===== Listing =====

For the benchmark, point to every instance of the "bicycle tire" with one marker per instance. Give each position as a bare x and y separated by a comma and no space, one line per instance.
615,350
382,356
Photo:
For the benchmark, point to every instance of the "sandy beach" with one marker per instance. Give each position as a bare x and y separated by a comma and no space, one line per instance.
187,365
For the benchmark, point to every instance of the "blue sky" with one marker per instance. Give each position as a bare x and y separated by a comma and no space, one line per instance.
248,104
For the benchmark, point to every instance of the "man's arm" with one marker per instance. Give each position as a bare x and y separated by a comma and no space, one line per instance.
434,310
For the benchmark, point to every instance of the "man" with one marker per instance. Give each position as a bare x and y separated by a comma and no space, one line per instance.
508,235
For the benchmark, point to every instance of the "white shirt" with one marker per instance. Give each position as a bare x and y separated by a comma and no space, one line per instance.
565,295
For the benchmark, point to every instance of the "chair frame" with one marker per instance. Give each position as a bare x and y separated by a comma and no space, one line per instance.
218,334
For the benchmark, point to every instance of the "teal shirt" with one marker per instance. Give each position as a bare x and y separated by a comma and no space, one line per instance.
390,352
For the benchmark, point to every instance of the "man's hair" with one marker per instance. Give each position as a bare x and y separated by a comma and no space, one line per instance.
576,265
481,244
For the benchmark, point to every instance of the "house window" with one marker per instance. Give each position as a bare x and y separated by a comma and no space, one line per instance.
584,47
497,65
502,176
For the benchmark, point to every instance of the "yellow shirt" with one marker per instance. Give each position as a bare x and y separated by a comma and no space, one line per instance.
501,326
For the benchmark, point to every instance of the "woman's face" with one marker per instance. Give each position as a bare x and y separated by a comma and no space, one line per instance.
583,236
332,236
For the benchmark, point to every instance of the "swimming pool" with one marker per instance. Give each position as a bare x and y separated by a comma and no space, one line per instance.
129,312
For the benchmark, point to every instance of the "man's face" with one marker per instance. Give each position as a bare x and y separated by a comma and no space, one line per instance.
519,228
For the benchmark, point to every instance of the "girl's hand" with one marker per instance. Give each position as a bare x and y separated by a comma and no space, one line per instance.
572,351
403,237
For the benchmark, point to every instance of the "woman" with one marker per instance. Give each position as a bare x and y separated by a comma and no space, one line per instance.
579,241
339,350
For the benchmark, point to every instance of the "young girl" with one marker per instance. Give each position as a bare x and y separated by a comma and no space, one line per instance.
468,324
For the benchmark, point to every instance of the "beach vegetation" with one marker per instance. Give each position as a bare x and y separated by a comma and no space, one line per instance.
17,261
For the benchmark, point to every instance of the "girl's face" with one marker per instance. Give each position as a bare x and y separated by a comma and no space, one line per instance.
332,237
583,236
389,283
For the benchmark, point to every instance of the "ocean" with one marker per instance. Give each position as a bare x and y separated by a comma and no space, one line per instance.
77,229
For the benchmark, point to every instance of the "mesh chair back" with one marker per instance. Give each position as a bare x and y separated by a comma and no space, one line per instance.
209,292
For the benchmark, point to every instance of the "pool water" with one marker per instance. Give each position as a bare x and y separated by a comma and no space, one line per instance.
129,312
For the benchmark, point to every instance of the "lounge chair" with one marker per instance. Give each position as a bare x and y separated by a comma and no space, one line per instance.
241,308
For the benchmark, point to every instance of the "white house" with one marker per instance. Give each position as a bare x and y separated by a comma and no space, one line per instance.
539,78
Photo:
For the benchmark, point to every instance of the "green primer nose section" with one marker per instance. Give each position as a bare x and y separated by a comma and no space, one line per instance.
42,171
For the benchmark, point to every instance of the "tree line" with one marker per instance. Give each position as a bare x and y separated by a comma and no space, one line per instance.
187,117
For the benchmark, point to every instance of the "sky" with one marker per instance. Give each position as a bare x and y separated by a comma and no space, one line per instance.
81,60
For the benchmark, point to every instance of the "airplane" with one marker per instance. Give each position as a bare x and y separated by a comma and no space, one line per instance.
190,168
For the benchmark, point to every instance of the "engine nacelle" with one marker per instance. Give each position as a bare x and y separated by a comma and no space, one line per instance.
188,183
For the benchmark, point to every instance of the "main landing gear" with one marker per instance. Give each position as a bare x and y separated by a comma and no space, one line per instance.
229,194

=====

● **Task prompt**:
Go through the records above and set each one down exactly, please.

● **Solution to the problem**:
For the benchmark, point to every instance of the "bicycle tire" with one marker per instance. Give each position as a bare x and y separated by a comma and no space, one line per instance.
615,350
382,356
Photo:
For the benchmark, point to every instance of the "sandy beach" with one marker per instance. Give each position as a bare x and y separated by a comma and no space, one line per instance.
187,365
For the benchmark, point to every instance of the "blue sky" with one marker per instance. Give each position as a bare x and y separated by a comma and no space, one line per instance.
248,104
For the benchmark, point to every instance of the "man's arm" with one marker per instance. Give each position as a bare x and y separated by a comma and no space, one line per instance.
434,310
For the benchmark, point to every instance of the "man" with one marker per instance. Give each position as a bare x and y separated by a comma and no space, one line per instance.
508,235
For the benchmark, point to every instance of the "white shirt" with one marker per instance. Give each position as a bare x and y separated by a comma and no space, one line per instance.
565,295
For the benchmark, point to every instance of the "chair frame" with one marker per instance. Give each position as a bare x and y separated by a comma and no space, one line per instance.
218,334
For the benchmark, point to every instance of the "teal shirt" with one marker per instance. Give each position as a bare x and y separated by a comma and no space, one line per instance.
390,352
For the benchmark, point to every instance of the "man's hair" with one marker per instance. Give each position as a bare x and y separated by a comma and no space, one line per instance.
576,265
481,244
For the benchmark, point to every instance of the "house window" with one marker per instance. Give each position as a bare x and y separated by a comma and no space, one line per instance.
584,47
497,65
502,176
For the benchmark, point to every instance of the "yellow shirt" with one marker per instance. Give each position as a bare x and y separated by a comma and no space, one line per instance.
501,326
For the benchmark, point to every instance of the "woman's face" with one marker per instance. Give each position as a bare x and y separated by a comma and no space, one line per instance.
583,236
332,236
For the benchmark, point to every instance of the "swimming pool" with one marker per instance. Give each position as a bare x and y separated by a comma and no space, one line per instance.
129,312
For the benchmark, point to every instance of the "man's face" with one marker per instance. Give each position as a bare x and y separated by a comma and no space, one line per instance.
519,228
For the benchmark, point to every instance of the "girl's hand" with one marker per instance. Give each position as a bare x and y separated by a comma and no space, one line per instance.
572,351
403,237
For the benchmark, point to every instance of the "woman" with one marker per instance. Give each position as a bare x and y separated by a comma and no space, one line per instance.
579,241
339,350
For the benchmark, point to every instance of the "young girl" with one marker per instance. Give each position as a bare x and y separated by a comma and no space, one line per instance.
468,324
For the benchmark, point to every instance of the "beach vegetation" with one marker per instance. Give each position as a bare x and y separated by a comma and no space, one line per instance.
17,261
For the benchmark, point to every instance of the "girl's face" with one marker per instance. Give each position as a bare x and y separated by a comma and no space, one line per instance.
332,237
583,236
389,283
For the benchmark, point to every instance of the "ocean" with one marker per instance. Give each position as a bare x and y separated by a comma and no space, one line per instance.
77,229
For the benchmark, point to every instance of the "mesh chair back" with one marker per instance. Give each position as a bare x and y separated by a comma and no space, one line per instance.
209,292
For the benchmark, point to every instance of the "pool water" with one marker per instance. Give each position as a bare x and y separated by a comma and no space, one line per instance.
129,312
For the benchmark, point to every instance of the "lounge chair" with one marker per instance. Give each position as a bare x and y separated by a comma and no space, one line per instance.
241,308
For the benchmark, point to every instance of the "white house" with one marker per instance. Give each position as a bare x and y separated by a comma and no space, one line per instance.
539,78
Photo:
For the benchmark, point to every instance of the "green primer nose section" with one marker per instance. Give each position as a bare x and y separated by a comma and no space, one line per instance.
42,171
For the benchmark, point to every instance of the "tree line" with one marker per instance. Give each position as a bare x and y separated by a comma and no space, one line per instance.
187,117
For the benchmark, point to every instance of the "sky" with one marker per instance. Give each position as a bare x and y separated by a comma and no space, one line per instance.
81,60
For the benchmark, point to every instance of the "airplane" with one marker per instance. Give each position as a bare x and y separated by a comma and no space, one line per instance.
190,168
For the benchmark, point to every instance of the "engine nacelle" with one marker per instance. Give each position as a bare x and y separated by a comma and no space, one line per instance.
188,183
For the benchmark, point to every instance of the "main landing gear" with one marker per instance. Give each position as a bare x and y separated by a comma and no space, one line per instance.
229,194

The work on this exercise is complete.